:: Text segment ::

━━━━━━━━━━

This story appears only in John's Gospel in chapter 2. The wine was wine because in Greek wine is wine, not unfermented juice from grapes. Moreover, John states: " And saith unto him, Every man at the beginning doth set forth good wine; and when men have well drunk, then that which is worse: but thou hast kept the good wine until now." You cannot get drunk on grapejuice. Wine is a gift from God (Psalm 104:15) But it can be abused just like any other gift from Him. (Proverbs 20:1) As for which is Jesus first miracle let John himself speak at John 2:11: "This beginning of miracles did Jesus in Cana of Galilee, and manifested forth his glory; and his disciples believed on him." The problem with Luke's account is that it is not always easy to fit the stories of all four Gospels into one chronological order. Luke does the best job in following order of events (Luke 1:3), but for some reason not always. The worst is Matthew who writes thematically. On the other hand, John contributes about 90% new material about Jesus not found elsewhere as his reason for writing a Gospel at this advanced age of Christianity (around 98AD) is radically different from the others. So it is very hard to determine the order of events, even to the point that some stories look contradictory. But they are not. Yet this is not part of the original question posed on this thread.
You're correct, the question wasn't related to the pros and cons of wine (alcohol), but since you brought it up...This debate mainly falls between those who want to drink alcohol and those who don't and in most cases goes nowhere. Sometimes an unbiased source is required. That source is “statistics”

Alcohol claims over 100,000 lives each year
(that's about 25 times greater than all other deaths related to mind altering drugs combined)

The economic cost is about 120 billion dollars (each year) through: reduced work production, health care costs and premature deaths

65 million Americans (about 1 in 4) are affected by alcohol through: violence, crime, divorce, retarded children, sickness, death and dependency.

These statistics were derived from the 1990's and are more than likely higher today and they only include the United States. The world's statistics (on this issue) must be staggering.....

Update: Every 10 seconds a death occurs that is related to alcohol  (2013)  

There is more, especially relating to your support verse Psalms 104:15, but I'll leave that for another time.

Secondly, most reputable historians and scholars agree that Luke builds his gospel on the platform of historical reliability. His emphasis on chronological and historical accuracy makes this book the most comprehensive of all the gospels. Luke is also credited (by many) with writing Acts, which is also arranged mostly in a chronological order. This is contrary to the fourth gospel, where the author is not named and there is internal biblical evidence that the apostle John is not the author. We also need to consider the time period most believe the fourth gospel and Revelation were written. This time period was extremely cruel to professing Christians and to believe that one of the original apostles was allowed to live is questionable. The story of the apostles James and John recorded in Matthew 20 and Mark 10 where it is requested that they sit on the right and left of Jesus in his Kingdom is telling! Jesus tells them that they will drink the same cup he will (Matt. 20:23 & Mk. 10: 39). This cup was martyrdom (Matt. 26:39, 42, Lk. 22:42 and John 18:11).

━━━━━━━━━━

:: Instructions to follow ::
Can you copy, word for word, the part of the Gospel discussion above that opens with the words containing "These statistics were" and closes with "must be staggering....."?

Coordinate annotation entries:

━━━━━━━━━━

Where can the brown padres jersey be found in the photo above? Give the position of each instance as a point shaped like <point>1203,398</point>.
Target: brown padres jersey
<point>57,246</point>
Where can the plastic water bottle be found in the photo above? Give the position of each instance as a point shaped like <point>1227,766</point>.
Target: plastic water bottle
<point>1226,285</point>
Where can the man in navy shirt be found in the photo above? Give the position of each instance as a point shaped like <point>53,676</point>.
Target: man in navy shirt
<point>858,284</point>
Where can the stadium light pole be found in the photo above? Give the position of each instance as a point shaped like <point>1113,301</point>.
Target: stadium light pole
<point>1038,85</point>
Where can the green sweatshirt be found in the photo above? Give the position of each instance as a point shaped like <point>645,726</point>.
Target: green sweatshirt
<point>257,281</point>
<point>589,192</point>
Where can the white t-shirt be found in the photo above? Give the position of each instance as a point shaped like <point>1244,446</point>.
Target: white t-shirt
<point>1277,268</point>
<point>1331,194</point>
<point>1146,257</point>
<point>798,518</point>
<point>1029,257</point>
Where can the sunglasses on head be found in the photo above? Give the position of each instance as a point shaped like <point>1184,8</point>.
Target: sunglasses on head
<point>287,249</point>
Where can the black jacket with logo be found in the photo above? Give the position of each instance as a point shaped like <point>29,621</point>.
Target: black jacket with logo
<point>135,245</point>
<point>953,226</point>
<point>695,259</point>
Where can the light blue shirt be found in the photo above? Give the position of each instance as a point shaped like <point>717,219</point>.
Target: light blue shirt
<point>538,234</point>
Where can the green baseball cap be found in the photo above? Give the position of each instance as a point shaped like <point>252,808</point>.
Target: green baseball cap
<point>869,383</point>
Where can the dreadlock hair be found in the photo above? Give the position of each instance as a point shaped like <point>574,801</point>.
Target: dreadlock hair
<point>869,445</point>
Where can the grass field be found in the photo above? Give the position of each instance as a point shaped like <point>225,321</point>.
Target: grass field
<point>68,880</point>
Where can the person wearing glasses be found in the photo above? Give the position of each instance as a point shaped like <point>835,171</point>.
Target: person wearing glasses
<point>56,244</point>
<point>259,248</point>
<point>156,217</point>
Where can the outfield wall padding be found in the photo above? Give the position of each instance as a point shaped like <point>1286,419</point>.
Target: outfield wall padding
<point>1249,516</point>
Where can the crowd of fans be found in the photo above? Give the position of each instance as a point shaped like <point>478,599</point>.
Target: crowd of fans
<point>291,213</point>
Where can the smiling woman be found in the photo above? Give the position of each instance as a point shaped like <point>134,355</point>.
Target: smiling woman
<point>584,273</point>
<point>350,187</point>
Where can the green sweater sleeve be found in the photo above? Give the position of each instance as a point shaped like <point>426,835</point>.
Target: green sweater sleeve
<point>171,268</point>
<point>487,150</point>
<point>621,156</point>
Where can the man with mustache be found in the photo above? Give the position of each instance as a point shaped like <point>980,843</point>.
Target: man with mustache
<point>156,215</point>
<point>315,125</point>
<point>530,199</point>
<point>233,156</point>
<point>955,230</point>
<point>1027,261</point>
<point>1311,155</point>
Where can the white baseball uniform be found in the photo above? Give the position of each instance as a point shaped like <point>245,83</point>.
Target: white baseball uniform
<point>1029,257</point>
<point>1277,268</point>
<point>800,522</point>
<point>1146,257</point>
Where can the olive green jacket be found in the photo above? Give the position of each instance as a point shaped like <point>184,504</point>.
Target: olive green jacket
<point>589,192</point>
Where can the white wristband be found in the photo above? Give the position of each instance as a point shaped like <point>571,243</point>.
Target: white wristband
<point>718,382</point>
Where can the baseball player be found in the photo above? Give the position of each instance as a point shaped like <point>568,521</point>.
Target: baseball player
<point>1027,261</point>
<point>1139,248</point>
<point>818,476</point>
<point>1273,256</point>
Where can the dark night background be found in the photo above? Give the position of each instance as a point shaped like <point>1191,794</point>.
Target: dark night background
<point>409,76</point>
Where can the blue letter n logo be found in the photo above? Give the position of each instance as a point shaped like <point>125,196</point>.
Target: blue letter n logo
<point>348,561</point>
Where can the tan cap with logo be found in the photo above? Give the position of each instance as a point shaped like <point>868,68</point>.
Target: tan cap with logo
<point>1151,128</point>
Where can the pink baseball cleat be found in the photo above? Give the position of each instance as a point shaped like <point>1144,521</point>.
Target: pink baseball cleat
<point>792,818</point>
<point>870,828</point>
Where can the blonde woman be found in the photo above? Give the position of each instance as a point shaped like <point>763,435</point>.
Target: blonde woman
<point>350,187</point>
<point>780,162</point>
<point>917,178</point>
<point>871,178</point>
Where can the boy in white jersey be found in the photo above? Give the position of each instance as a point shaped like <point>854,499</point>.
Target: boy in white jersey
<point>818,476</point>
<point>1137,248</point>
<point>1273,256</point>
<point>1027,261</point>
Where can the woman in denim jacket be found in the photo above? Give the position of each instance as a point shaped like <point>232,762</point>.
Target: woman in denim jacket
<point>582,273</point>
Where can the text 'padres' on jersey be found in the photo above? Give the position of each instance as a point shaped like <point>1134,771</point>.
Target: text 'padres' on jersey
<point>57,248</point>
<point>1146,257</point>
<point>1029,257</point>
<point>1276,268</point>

━━━━━━━━━━

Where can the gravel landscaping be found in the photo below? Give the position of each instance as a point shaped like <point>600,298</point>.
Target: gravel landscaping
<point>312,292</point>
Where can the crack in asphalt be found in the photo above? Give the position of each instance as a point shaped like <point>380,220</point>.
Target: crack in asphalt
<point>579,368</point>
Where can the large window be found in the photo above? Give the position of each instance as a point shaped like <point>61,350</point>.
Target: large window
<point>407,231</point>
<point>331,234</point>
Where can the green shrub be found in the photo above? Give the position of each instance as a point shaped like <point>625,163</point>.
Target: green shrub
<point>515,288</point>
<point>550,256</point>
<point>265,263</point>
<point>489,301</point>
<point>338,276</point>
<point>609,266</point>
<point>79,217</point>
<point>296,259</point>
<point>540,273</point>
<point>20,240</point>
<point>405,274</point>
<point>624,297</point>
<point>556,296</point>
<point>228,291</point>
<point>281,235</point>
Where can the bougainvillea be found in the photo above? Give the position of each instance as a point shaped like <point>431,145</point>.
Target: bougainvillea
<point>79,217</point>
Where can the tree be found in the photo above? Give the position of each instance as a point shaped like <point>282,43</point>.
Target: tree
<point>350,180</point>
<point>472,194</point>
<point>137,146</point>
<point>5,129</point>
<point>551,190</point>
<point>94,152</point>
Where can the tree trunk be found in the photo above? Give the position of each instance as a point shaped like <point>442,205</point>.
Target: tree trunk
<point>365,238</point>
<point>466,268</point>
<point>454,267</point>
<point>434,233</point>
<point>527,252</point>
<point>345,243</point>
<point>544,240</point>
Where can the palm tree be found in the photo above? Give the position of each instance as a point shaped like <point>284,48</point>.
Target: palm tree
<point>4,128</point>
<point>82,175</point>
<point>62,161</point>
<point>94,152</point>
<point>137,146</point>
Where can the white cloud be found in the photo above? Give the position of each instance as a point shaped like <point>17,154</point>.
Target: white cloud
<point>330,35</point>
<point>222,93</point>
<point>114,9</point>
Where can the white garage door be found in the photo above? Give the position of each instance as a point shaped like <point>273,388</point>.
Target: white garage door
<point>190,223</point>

━━━━━━━━━━

:: Response to this exercise ::
These statistics were derived from the 1990's and are more than likely higher today and they only include the United States. The world's statistics (on this issue) must be staggering.....